### Request
Can you pick out every line in the listing below that contains the string "leaf" and copy each of those lines?

### Items
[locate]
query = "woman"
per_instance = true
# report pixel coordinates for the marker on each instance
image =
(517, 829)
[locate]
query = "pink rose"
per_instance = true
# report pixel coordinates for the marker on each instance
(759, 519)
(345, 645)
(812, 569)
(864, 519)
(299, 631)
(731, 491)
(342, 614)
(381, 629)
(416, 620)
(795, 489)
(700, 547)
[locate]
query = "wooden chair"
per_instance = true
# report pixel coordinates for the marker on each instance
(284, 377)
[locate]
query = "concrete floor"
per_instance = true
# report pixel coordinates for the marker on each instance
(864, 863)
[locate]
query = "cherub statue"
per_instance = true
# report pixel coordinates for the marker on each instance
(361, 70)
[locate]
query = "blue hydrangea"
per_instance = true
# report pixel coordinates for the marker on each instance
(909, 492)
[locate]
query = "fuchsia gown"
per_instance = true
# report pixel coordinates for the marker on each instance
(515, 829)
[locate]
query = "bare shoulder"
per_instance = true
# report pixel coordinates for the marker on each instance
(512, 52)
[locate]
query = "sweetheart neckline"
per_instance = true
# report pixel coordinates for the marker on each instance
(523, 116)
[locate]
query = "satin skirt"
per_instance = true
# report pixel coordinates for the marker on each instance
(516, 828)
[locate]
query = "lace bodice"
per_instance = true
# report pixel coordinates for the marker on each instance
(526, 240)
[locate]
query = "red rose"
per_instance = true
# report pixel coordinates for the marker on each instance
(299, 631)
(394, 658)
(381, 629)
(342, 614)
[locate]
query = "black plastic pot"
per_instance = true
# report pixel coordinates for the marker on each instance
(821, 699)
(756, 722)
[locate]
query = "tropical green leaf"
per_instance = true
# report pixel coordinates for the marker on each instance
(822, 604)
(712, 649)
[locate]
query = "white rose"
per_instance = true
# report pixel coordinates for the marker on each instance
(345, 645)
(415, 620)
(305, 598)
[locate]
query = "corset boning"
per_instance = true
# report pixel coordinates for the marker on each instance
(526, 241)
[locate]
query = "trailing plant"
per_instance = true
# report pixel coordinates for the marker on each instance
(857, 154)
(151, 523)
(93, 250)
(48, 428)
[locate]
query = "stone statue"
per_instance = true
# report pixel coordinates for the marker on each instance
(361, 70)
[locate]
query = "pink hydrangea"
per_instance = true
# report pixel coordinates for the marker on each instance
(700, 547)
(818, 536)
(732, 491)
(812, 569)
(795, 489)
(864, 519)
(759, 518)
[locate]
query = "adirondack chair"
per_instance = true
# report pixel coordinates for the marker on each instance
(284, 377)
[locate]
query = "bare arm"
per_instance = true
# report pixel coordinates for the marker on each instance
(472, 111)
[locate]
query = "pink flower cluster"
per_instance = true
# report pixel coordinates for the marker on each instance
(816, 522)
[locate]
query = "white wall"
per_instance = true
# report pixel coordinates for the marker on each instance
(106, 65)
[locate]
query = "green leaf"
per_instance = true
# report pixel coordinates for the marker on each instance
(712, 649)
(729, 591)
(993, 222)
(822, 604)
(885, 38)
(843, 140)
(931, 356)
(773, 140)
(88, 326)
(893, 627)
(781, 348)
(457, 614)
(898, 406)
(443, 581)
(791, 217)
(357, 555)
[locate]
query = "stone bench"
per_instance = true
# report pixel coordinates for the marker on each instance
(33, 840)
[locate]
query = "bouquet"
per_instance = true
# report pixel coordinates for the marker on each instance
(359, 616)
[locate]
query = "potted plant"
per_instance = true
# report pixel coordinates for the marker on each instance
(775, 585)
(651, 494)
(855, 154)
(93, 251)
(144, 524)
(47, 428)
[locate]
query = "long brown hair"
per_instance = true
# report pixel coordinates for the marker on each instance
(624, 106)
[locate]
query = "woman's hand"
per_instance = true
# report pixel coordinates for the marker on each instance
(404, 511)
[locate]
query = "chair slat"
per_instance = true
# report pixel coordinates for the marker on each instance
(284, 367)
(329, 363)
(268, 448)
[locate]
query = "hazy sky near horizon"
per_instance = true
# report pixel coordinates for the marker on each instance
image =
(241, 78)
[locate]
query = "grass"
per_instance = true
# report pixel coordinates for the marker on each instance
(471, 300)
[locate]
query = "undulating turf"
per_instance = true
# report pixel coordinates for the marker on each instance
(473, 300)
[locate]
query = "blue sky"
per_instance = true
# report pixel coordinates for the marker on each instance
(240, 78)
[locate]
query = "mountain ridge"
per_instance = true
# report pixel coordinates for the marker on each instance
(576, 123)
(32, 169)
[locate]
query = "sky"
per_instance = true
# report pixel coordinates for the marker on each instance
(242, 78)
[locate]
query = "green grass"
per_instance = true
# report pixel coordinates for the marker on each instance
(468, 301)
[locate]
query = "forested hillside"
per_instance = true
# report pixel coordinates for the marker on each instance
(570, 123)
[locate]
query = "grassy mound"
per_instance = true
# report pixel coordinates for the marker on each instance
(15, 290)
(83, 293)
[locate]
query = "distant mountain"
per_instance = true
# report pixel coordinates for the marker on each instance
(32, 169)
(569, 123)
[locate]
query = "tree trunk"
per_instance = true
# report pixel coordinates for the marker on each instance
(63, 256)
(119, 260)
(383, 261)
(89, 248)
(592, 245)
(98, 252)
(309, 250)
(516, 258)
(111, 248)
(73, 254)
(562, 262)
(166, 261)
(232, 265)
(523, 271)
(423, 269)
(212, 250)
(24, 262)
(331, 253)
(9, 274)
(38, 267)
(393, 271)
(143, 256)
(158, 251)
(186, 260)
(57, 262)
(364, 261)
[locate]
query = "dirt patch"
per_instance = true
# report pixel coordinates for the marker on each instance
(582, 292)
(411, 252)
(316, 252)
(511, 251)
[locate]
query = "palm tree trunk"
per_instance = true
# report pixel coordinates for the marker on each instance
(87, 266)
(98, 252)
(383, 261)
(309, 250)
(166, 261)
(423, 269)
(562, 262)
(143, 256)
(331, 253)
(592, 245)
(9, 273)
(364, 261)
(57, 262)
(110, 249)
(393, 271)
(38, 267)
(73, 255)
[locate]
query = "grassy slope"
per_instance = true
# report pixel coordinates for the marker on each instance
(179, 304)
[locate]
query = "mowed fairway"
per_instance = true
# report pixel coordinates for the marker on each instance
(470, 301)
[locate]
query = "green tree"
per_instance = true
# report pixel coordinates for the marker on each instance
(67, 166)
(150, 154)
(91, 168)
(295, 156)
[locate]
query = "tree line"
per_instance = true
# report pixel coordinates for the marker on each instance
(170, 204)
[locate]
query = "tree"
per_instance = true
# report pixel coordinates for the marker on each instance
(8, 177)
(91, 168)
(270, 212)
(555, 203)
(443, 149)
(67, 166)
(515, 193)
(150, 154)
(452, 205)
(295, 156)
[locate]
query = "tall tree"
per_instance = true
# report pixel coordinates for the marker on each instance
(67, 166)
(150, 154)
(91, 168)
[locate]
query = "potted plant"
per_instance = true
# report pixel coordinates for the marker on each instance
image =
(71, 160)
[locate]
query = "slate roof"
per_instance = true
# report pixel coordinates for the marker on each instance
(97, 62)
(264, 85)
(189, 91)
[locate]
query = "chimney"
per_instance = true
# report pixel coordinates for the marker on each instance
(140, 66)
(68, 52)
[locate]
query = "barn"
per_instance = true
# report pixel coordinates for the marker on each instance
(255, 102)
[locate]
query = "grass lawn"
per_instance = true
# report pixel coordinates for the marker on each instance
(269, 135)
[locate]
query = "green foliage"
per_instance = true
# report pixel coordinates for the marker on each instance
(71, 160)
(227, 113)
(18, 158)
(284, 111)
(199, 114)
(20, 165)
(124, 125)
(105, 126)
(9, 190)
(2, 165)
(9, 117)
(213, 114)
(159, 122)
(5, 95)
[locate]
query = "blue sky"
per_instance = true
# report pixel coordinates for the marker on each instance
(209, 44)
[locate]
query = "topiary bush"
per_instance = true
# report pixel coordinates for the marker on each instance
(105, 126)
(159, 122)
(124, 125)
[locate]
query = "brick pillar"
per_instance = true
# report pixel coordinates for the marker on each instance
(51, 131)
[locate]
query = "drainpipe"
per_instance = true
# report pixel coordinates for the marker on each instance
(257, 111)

### Exercise result
query = "tropical green leaf"
query = "green leaf"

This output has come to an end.